[Task objective] Please report each line of the data below that contains "draw".

[Records shown]

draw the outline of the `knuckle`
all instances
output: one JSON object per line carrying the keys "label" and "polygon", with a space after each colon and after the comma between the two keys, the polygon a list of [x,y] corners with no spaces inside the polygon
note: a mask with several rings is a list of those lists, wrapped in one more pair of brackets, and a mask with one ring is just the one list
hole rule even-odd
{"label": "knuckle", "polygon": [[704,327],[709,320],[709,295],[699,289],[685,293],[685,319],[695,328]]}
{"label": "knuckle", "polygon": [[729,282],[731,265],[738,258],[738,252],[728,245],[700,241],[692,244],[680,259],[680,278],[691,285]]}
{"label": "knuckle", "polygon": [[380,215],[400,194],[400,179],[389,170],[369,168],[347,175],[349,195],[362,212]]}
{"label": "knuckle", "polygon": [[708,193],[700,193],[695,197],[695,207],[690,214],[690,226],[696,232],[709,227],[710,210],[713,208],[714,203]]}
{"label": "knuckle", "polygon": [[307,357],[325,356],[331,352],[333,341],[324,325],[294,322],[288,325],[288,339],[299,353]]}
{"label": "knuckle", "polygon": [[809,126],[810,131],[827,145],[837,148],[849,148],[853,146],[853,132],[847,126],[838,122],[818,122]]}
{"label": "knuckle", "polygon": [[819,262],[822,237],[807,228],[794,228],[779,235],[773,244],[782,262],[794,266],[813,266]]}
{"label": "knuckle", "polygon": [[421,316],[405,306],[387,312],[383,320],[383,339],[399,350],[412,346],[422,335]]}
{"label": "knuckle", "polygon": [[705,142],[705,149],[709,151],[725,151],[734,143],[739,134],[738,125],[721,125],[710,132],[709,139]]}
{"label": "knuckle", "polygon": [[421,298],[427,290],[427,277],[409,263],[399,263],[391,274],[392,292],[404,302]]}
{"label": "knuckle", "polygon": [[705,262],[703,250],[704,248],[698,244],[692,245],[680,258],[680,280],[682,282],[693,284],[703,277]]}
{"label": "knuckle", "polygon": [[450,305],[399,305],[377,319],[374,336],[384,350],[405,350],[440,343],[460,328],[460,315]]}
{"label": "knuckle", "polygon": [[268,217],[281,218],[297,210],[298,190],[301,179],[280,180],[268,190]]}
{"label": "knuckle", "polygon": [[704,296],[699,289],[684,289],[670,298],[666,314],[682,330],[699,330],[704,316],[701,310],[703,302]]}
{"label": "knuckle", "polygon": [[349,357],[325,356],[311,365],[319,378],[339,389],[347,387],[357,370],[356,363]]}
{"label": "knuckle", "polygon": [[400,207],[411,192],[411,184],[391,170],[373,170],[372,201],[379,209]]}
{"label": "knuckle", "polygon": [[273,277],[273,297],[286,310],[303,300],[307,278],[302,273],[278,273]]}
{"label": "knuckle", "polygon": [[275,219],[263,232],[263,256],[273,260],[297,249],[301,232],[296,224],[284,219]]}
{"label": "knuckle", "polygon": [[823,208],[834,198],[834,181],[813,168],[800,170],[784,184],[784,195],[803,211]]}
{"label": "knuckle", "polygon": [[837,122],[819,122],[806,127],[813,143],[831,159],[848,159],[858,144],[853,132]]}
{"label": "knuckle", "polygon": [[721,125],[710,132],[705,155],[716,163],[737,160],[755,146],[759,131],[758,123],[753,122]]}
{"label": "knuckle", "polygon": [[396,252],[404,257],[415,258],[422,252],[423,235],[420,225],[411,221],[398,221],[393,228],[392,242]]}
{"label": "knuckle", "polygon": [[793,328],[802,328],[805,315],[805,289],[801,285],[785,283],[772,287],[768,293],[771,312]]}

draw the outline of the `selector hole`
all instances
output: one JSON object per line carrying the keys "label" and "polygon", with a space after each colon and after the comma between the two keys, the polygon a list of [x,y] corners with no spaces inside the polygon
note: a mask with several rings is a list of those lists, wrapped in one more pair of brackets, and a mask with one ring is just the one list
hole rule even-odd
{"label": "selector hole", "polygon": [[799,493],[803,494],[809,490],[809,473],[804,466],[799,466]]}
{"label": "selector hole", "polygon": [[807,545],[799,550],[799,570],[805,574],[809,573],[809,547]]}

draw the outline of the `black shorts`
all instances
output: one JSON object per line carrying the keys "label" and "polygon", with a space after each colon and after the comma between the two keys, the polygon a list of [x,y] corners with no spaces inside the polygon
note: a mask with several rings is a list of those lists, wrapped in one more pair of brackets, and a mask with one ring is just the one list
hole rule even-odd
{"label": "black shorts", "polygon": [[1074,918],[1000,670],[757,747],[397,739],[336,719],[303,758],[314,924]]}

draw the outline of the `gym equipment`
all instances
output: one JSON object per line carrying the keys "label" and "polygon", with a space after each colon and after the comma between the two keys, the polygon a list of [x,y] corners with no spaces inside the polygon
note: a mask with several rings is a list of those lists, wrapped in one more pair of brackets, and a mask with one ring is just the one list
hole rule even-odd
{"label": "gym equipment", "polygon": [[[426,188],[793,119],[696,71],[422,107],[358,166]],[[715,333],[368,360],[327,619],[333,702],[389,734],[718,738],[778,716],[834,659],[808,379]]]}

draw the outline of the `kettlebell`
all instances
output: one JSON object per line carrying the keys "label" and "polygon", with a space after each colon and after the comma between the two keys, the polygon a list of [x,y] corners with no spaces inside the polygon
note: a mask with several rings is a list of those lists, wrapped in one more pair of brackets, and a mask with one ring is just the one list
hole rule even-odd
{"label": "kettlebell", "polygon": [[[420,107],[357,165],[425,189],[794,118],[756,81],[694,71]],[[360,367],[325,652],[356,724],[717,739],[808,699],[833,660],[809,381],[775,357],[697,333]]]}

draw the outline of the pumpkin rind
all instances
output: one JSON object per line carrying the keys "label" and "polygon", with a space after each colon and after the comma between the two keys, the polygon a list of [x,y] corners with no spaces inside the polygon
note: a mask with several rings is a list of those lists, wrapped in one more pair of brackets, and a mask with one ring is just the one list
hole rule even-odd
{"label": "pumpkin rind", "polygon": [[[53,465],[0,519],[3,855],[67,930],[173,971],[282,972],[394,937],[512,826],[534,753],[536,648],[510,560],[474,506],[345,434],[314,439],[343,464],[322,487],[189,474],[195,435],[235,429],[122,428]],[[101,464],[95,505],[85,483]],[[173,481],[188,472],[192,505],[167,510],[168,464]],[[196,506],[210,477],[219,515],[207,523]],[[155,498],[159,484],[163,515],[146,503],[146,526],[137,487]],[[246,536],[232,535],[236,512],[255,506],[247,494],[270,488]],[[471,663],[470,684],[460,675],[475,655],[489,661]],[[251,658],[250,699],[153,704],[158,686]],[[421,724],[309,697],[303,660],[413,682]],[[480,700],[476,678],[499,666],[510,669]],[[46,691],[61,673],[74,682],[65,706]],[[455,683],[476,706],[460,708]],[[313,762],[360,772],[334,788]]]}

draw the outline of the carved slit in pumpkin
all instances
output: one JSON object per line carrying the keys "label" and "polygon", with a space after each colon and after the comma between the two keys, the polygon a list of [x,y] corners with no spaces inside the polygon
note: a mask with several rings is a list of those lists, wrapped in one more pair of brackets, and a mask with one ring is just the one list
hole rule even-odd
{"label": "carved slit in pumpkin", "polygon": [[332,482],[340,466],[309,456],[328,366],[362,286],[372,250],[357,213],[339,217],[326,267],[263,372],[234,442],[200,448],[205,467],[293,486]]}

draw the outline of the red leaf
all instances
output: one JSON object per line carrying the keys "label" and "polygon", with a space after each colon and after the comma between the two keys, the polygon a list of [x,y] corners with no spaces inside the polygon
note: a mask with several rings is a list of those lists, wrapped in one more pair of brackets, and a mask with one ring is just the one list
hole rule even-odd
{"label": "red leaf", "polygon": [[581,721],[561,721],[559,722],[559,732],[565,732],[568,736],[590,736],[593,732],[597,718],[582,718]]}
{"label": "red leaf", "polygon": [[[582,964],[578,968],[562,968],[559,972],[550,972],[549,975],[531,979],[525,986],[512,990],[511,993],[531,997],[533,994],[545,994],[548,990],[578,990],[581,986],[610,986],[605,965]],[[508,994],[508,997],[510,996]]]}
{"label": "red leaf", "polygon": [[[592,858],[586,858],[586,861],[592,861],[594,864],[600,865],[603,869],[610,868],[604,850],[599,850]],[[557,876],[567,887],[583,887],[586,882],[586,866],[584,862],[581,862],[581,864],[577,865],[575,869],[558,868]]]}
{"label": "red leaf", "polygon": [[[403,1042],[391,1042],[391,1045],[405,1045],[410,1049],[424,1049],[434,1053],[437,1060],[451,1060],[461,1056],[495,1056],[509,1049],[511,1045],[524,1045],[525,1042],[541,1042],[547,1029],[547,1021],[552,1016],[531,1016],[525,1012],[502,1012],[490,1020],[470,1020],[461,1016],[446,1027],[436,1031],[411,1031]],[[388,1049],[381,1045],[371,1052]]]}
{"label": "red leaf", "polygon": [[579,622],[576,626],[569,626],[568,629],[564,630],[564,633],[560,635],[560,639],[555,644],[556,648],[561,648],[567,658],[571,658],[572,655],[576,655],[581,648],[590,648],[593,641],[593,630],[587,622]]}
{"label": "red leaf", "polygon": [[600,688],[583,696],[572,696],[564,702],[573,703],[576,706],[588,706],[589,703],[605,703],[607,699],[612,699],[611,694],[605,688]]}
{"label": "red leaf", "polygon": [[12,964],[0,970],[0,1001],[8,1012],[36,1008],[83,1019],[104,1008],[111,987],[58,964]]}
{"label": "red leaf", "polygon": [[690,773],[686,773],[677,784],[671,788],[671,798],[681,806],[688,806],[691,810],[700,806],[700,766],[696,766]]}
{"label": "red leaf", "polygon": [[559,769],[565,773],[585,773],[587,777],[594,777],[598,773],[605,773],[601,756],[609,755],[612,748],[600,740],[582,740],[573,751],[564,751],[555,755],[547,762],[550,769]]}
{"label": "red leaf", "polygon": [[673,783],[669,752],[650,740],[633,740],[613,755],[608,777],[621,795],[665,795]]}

[Response to the task]
draw the outline of the `knuckle`
draw the outline of the `selector hole`
draw the outline of the `black shorts`
draw the outline of the `gym equipment`
draw the outline of the `kettlebell`
draw the outline of the pumpkin rind
draw the outline of the carved slit in pumpkin
draw the outline of the red leaf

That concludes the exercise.